Work item:
Set down the whole listing verbatim.

Material for this task:

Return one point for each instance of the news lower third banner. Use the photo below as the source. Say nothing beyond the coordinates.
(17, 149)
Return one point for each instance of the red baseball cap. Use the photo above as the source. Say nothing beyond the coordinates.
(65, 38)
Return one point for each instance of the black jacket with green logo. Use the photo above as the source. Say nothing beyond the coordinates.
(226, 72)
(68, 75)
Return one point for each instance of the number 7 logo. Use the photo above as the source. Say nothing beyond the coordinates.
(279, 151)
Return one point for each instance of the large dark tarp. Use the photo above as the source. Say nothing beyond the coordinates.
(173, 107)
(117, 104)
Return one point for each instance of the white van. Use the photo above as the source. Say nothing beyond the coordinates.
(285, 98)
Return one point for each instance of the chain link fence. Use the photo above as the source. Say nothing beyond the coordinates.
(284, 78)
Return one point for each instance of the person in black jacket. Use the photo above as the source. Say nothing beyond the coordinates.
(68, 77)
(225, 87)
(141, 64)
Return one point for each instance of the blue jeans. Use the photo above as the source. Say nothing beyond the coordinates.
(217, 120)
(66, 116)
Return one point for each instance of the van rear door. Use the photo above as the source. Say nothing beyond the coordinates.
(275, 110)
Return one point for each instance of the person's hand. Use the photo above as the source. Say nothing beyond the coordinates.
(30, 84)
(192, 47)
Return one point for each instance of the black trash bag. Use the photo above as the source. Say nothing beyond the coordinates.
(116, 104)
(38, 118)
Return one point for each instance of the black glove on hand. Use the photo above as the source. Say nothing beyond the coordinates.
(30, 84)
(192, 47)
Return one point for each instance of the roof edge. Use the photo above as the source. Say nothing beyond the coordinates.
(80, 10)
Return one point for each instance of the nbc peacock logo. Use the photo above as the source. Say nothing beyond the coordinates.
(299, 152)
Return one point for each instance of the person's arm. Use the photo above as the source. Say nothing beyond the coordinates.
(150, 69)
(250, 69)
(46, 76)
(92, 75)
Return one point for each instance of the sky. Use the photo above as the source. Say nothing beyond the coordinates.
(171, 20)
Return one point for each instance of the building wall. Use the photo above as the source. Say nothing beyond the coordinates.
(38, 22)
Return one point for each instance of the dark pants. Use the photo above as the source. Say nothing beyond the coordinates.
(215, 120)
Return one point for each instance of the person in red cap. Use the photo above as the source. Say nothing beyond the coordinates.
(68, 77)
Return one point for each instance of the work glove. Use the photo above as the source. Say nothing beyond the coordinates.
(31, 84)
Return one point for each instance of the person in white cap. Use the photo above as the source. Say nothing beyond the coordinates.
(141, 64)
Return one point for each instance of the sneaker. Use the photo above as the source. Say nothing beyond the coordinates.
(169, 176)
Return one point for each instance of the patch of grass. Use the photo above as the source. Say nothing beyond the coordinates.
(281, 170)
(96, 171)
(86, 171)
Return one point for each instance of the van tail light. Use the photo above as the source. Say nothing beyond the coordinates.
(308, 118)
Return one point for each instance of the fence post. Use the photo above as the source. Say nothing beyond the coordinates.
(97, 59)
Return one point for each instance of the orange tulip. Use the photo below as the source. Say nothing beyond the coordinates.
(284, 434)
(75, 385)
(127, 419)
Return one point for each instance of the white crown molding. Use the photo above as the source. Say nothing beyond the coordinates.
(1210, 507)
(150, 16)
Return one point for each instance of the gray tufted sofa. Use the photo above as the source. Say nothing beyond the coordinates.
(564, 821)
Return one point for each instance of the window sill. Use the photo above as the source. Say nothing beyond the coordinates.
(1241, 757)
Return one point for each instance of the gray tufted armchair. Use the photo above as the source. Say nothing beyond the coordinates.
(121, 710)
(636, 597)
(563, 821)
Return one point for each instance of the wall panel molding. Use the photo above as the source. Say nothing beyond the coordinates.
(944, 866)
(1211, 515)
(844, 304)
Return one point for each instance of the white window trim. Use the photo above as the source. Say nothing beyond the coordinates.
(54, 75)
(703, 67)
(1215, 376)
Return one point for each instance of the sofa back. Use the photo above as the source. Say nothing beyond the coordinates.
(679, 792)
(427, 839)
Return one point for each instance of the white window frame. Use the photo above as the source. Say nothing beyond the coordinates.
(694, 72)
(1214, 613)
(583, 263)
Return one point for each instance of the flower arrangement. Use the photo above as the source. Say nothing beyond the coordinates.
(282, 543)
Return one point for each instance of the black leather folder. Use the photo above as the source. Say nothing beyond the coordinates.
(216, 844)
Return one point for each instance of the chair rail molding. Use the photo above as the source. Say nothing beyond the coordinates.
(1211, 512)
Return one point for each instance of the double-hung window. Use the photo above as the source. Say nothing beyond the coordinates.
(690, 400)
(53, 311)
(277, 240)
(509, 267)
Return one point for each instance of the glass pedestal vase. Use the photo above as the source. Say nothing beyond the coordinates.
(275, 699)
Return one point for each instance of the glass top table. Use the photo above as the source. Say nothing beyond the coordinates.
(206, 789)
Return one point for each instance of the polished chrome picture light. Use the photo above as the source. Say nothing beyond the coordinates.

Problem solution:
Return one point for each instance of the news lower third banner. Use the photo below as the source. Say nothing beyond the coordinates.
(17, 149)
Return one point for each instance of the red baseball cap. Use the photo above as the source. Say nothing beyond the coordinates.
(65, 38)
Return one point for each instance of the black jacket with green logo. Use the photo above as the source. Say nothing beyond the coordinates.
(226, 72)
(68, 75)
Return one point for each instance of the number 7 logo. Use the photo above as the source. Say nothing beyond the coordinates.
(279, 151)
Return one point for each instance of the large dark tarp. Use the photo above as the source. Say nothing beyond the coordinates.
(173, 107)
(117, 104)
Return one point for each instance of the white van. Use the photo above as the source. Say nothing beyond the coordinates.
(285, 98)
Return one point for each instance of the chain link fence. Use the photo above as the source. Say nothing beyond the coordinates.
(284, 78)
Return one point for each instance of the person in black jacket. Use the photo above as the source. Say nothing beyond the coordinates.
(68, 77)
(225, 87)
(141, 64)
Return one point for each instance of the blue jeans. Use the photo above as the source. Say nothing beyond the coordinates.
(217, 120)
(66, 116)
Return one point for each instance of the van rear door. Use the photo above as the source. Say nothing beyond the coordinates.
(275, 110)
Return one point for each instance of the person's hand. Use the photo above as the source. Say nothing beyond the coordinates.
(30, 84)
(192, 47)
Return one point for each instance of the black trash bag. Use the photo above as the source. Say nothing beyond the coordinates.
(116, 104)
(38, 118)
Return one point for each instance of the black glove on hand. Use the photo above as the source. Say nothing beyond the coordinates.
(30, 84)
(192, 47)
Return one point for each instance of the roof edge. Use the photo above as the source. Say nothing beyond the coordinates.
(80, 10)
Return one point for each instance of the nbc peacock logo. Use the photo above as the source. Say nothing beyond the coordinates.
(299, 152)
Return one point for each instance of the person's arm. Use the photo above as the source. Say nothing beyond the coordinates.
(150, 69)
(250, 69)
(46, 76)
(92, 75)
Return one point for each instance of the sky. Use the photo above as the source. Say nothing beyond the coordinates.
(171, 20)
Return one point for each instance of the building wall. Use the photo above as the source. Say nothing beyond the coordinates.
(38, 22)
Return one point for each instance of the dark pants. Use the photo above as the source. Say nothing beyond the coordinates.
(215, 120)
Return one point for each instance of the person in red cap. Use the photo above as the source. Say nothing beyond the coordinates.
(68, 77)
Return one point for each instance of the work glove. Use the photo above as the source. Say nothing beyond the coordinates.
(31, 84)
Return one point for each instance of the person in white cap. Use the photo above as the source. Say nothing beyond the coordinates.
(141, 64)
Return one point for each instance of the sneaker. Use the photo above as the source. Say nothing beyond the coordinates.
(169, 176)
Return one point for each instance of the patch of grass. Use the photo above as the source. Say nothing beyond the coordinates.
(281, 170)
(96, 171)
(86, 171)
Return one point for each instance of the van tail light. Use the photo above as the source. Say nothing beyond the coordinates.
(308, 118)
Return one point for each instance of the fence post. Use the photo above as the source. Say nothing beyond the coordinates.
(97, 59)
Return one point for each instance of the orange tulip. Use the photo below as the source. Say nothing beyond the coordinates.
(284, 434)
(75, 385)
(127, 419)
Return one point for each instance of the white crown molding. Use the photo above as the source. Say nothing beyond the coordinates.
(1210, 507)
(150, 16)
Return one point for each instance of the gray tufted sofa. Use the photo above as the source. Say nothing beyond the coordinates.
(564, 821)
Return one point for each instance of the window sill. Use the photo above as the source. Say nothing beyond the coordinates.
(1241, 757)
Return one point for each instance of the gray tufted armchair. Use the photo above as the source. Say nothing beyond the coordinates.
(121, 710)
(636, 597)
(563, 821)
Return one point for each instance of the wall panel molding. Use the photo above as the source. Say nothing beyond the coordinates.
(944, 866)
(1211, 515)
(844, 304)
Return one point for each instance of the white window trim. Use the photo above as the source. Say nothing beyond the coordinates.
(54, 75)
(703, 67)
(1215, 376)
Return one point for each instance of the sofa back. Use the photo above as the source. Say nothing beyond the coordinates.
(679, 792)
(427, 839)
Return one point for each instance of the white window frame. Use the photo above as the source. Say nothing beyond the coordinates.
(694, 72)
(1214, 613)
(583, 263)
Return one point for each instance of the flower arrangement. Use the photo above as the source. Say nothing beyond the coordinates.
(282, 543)
Return one point for each instance of the black leather folder. Use the photo above as the source. Say nothing beyond the coordinates.
(216, 844)
Return one point for each instance of the chair rail molding. Use the photo above as the source. Say nothing beyond the coordinates.
(1211, 512)
Return one point for each instance of the double-hung window. Use the photo above as the source. Say nothing beyond the coordinates.
(690, 400)
(53, 311)
(277, 240)
(509, 267)
Return one point for each instance of the glass pedestal vase. Use the photo above as the source. Say nothing beyond the coordinates.
(275, 699)
Return one point for each instance of the glass top table. Use the photo above as the source. Say nothing beyond the coordinates.
(206, 789)
Return one point for each instance of the polished chrome picture light. Use the photo above as the source. Say nothing beyond the coordinates.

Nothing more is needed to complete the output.